How many lines of the data hold the word "below"? State the number and nothing else.
:::
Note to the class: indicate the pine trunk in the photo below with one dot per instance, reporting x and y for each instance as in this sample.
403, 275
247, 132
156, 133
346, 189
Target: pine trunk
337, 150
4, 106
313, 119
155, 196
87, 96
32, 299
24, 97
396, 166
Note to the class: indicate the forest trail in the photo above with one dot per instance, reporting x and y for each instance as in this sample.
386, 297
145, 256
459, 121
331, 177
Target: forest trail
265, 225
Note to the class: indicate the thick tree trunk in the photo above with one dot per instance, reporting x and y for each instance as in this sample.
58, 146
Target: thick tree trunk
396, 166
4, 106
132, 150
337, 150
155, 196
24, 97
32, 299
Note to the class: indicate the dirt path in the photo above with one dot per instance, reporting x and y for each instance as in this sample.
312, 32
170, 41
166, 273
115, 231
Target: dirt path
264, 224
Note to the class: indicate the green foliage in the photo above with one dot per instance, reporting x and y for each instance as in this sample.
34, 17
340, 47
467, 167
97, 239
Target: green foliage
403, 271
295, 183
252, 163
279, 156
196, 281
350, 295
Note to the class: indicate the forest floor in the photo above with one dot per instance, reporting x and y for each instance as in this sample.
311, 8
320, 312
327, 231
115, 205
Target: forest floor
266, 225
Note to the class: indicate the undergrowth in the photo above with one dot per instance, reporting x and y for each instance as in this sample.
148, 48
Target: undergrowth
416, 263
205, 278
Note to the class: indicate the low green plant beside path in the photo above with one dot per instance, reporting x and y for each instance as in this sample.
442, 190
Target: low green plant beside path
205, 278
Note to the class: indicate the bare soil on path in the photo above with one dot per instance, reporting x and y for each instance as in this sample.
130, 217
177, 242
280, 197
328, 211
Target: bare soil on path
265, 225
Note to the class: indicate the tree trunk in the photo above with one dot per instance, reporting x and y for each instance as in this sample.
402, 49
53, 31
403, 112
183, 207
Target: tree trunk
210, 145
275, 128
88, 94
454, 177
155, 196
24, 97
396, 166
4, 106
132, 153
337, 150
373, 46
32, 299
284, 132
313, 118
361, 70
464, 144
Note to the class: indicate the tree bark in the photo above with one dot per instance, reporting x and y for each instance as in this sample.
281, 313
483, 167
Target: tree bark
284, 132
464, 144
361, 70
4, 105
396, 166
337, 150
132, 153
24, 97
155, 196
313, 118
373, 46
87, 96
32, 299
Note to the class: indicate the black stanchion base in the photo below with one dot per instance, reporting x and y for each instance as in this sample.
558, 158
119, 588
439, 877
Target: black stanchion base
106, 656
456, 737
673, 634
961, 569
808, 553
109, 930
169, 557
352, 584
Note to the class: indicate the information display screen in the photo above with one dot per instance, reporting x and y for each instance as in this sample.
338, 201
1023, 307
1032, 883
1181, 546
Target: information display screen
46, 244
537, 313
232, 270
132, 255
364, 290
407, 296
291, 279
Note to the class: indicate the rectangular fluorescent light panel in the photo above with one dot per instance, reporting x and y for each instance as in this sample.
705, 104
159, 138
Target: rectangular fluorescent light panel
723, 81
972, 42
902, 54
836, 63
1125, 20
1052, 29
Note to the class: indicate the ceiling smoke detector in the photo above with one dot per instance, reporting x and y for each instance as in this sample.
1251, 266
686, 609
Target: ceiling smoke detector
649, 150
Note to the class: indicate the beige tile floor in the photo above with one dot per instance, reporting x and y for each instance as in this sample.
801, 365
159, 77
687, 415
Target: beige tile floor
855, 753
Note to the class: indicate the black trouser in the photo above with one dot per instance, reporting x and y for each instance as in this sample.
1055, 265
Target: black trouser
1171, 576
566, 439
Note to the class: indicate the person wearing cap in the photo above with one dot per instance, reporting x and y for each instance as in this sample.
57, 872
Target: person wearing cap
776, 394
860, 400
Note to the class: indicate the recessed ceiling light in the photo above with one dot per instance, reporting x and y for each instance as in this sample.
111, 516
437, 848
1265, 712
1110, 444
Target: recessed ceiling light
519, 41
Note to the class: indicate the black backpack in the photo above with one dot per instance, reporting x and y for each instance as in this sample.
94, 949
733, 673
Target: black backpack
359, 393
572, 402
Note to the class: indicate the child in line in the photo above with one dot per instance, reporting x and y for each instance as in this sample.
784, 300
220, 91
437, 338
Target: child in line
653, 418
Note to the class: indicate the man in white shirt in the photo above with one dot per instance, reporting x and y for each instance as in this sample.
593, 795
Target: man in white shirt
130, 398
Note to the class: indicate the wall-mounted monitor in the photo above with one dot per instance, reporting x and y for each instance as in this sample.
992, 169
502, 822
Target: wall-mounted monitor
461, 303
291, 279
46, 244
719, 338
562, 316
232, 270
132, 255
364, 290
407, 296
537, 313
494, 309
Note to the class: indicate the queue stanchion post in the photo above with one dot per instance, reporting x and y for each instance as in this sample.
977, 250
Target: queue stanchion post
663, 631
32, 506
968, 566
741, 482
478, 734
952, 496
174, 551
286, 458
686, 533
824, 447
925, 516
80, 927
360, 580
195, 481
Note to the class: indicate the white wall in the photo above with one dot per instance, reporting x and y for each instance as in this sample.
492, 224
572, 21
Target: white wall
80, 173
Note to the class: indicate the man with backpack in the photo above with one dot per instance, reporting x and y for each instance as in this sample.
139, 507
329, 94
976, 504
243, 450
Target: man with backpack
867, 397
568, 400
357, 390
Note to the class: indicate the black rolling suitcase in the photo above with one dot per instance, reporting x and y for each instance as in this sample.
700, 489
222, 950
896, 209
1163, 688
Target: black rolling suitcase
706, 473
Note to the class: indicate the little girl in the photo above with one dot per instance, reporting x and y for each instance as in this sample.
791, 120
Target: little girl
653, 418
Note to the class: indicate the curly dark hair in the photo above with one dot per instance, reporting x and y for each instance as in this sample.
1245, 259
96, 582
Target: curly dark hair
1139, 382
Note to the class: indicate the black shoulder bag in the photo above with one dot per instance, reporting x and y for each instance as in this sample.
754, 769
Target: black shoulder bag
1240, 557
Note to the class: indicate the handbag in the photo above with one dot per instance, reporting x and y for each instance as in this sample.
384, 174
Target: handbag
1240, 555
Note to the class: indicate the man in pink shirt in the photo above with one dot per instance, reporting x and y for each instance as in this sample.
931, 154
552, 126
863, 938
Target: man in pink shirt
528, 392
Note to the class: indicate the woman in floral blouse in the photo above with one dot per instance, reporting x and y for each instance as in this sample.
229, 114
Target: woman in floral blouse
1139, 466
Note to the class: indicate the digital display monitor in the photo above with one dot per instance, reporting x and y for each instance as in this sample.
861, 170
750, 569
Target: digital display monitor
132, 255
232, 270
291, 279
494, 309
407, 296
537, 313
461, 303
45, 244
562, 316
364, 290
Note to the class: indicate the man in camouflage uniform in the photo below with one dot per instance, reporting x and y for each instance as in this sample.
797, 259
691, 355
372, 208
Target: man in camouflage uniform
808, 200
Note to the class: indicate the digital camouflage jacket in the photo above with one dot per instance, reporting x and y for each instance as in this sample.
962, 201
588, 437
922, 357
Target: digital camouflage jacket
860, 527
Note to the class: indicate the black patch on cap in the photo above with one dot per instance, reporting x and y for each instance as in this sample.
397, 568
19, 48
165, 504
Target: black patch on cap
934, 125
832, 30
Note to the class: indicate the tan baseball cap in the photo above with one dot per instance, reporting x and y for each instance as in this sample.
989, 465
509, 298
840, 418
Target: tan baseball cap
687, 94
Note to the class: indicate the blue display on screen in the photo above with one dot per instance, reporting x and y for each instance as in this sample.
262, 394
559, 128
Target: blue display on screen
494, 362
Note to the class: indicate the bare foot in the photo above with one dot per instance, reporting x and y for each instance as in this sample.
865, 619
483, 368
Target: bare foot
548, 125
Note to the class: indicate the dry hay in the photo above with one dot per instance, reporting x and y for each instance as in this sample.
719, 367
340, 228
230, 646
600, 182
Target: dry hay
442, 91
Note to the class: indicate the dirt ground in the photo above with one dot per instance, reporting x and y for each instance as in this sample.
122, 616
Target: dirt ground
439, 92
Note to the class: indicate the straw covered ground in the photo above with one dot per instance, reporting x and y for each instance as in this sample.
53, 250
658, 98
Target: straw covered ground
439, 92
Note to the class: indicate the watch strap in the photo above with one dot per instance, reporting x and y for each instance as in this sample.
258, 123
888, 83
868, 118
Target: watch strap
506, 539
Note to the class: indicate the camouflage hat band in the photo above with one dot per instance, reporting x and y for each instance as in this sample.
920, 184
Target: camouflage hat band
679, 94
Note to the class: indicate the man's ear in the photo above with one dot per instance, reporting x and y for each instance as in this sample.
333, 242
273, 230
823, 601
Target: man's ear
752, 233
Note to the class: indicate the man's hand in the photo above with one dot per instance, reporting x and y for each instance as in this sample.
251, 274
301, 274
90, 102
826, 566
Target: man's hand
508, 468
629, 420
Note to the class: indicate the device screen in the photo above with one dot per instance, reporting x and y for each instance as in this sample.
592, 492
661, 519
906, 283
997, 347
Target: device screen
:::
Output of the exercise:
3